---- RECORDED INFORMATION

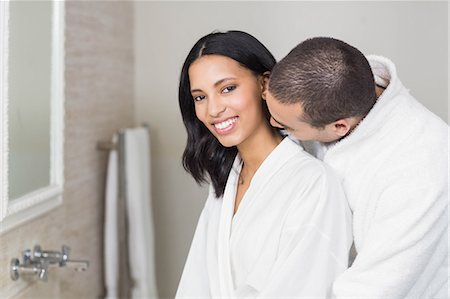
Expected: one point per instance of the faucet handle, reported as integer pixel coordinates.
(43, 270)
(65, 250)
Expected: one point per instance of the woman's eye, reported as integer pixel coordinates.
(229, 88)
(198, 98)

--------
---- RECORDED INFORMATION

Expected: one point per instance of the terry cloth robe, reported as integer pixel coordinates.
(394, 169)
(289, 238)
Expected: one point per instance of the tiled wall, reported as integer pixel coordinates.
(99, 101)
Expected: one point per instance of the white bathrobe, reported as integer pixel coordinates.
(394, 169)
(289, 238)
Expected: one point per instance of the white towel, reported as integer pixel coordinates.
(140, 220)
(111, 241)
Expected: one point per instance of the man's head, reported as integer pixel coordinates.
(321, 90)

--------

SET TASK »
Report how many lines in the entries above contain the word "white", and reply with only the number.

EXERCISE ANSWER »
2